TASK STATEMENT
Collect every line in the records below that contains the string "mast" and copy each one in full. Case matters.

[Collection entries]
◆ ◆ ◆
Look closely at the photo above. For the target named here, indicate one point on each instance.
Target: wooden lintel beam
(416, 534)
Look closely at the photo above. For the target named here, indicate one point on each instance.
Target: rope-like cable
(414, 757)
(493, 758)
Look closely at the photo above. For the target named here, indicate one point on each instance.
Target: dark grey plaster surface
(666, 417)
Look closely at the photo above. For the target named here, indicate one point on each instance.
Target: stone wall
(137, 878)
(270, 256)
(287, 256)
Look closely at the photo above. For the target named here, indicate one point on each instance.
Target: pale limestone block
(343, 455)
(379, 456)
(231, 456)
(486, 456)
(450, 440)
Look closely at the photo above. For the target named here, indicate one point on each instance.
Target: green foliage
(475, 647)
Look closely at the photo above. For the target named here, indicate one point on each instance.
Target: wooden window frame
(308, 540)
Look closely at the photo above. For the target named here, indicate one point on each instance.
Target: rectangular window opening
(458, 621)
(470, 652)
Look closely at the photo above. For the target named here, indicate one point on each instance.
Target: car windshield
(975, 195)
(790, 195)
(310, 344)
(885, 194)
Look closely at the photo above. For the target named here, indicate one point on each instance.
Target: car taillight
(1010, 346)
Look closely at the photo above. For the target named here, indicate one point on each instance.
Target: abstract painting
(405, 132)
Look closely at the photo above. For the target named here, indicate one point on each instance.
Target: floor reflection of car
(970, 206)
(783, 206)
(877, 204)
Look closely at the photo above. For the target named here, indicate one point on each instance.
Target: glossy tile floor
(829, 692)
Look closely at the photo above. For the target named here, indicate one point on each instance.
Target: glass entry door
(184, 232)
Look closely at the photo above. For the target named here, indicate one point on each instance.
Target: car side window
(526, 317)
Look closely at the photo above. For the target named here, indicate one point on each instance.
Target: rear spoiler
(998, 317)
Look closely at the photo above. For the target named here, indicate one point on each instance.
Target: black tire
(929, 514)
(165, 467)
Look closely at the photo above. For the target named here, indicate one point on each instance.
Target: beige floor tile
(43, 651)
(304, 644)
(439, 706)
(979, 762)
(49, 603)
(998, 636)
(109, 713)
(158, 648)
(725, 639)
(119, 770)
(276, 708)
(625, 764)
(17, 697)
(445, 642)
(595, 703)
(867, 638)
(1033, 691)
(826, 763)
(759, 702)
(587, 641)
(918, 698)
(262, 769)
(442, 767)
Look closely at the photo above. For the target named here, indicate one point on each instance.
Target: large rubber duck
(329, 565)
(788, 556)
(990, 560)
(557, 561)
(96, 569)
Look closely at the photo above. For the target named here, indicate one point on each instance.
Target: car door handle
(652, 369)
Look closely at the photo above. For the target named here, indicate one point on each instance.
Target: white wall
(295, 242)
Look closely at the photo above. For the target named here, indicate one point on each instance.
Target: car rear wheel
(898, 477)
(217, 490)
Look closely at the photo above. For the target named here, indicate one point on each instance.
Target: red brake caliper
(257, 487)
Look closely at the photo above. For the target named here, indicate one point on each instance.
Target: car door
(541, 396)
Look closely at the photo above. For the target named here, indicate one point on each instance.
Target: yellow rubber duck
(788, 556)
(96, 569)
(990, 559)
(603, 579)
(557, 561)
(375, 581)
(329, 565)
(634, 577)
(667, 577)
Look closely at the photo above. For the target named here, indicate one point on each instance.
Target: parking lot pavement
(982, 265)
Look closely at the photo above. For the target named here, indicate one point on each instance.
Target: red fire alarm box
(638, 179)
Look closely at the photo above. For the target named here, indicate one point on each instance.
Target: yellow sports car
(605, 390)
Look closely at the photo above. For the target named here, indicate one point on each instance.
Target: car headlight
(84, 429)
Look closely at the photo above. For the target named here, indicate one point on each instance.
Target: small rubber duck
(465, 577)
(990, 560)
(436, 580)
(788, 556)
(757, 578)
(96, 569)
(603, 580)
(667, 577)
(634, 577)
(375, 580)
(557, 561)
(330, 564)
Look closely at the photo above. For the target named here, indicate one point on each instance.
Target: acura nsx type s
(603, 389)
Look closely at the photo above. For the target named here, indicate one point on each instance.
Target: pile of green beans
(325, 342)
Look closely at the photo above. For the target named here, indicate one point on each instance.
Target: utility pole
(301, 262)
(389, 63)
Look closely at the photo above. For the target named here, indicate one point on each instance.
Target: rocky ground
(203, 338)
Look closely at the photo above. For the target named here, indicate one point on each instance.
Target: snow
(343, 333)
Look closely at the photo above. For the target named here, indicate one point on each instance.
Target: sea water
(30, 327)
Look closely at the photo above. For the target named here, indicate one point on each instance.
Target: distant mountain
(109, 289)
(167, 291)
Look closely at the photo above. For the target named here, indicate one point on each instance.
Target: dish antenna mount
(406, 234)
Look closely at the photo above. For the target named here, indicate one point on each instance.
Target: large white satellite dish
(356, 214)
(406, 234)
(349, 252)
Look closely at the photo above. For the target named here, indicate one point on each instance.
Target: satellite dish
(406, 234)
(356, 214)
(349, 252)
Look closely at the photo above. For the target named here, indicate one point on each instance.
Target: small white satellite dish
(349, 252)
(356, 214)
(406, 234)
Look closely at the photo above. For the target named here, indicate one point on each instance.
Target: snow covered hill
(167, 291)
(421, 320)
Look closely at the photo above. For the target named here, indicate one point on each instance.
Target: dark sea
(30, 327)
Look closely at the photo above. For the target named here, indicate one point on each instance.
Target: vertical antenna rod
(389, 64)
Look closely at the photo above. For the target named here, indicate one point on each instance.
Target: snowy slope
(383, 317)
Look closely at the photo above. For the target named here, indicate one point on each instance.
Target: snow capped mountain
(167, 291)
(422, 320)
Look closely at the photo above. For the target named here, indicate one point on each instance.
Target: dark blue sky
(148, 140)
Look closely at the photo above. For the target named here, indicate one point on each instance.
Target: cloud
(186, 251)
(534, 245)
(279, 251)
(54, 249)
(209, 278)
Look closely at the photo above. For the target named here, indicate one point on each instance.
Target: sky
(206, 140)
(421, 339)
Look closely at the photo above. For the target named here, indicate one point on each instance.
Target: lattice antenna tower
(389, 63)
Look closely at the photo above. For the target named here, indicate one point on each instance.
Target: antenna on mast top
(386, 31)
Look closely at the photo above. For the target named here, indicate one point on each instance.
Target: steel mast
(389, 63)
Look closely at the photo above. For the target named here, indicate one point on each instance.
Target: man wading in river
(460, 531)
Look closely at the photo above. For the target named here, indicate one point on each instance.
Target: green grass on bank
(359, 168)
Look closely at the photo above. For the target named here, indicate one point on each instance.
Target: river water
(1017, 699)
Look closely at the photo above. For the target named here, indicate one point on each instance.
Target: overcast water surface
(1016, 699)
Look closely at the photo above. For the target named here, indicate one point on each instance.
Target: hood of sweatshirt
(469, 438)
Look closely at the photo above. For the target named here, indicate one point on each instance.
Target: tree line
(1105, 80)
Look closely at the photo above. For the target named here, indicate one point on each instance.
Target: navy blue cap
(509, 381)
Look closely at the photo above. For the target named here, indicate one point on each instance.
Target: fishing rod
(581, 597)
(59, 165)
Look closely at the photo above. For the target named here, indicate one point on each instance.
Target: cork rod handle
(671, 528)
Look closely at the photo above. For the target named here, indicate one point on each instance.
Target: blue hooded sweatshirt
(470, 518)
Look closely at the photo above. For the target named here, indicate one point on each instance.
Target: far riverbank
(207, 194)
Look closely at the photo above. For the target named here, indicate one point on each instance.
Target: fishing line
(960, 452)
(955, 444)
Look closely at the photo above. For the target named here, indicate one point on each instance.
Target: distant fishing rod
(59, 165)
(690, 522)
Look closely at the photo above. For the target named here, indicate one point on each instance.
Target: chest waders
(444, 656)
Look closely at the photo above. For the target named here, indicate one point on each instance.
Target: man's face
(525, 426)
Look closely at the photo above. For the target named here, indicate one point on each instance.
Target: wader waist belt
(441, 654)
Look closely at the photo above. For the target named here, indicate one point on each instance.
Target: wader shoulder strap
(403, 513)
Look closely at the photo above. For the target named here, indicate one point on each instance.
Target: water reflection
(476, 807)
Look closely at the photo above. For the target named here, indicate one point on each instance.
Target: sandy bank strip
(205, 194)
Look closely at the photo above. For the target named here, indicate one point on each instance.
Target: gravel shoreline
◆ ◆ ◆
EXERCISE RESPONSE
Target: antenna on mast top
Target: steel mast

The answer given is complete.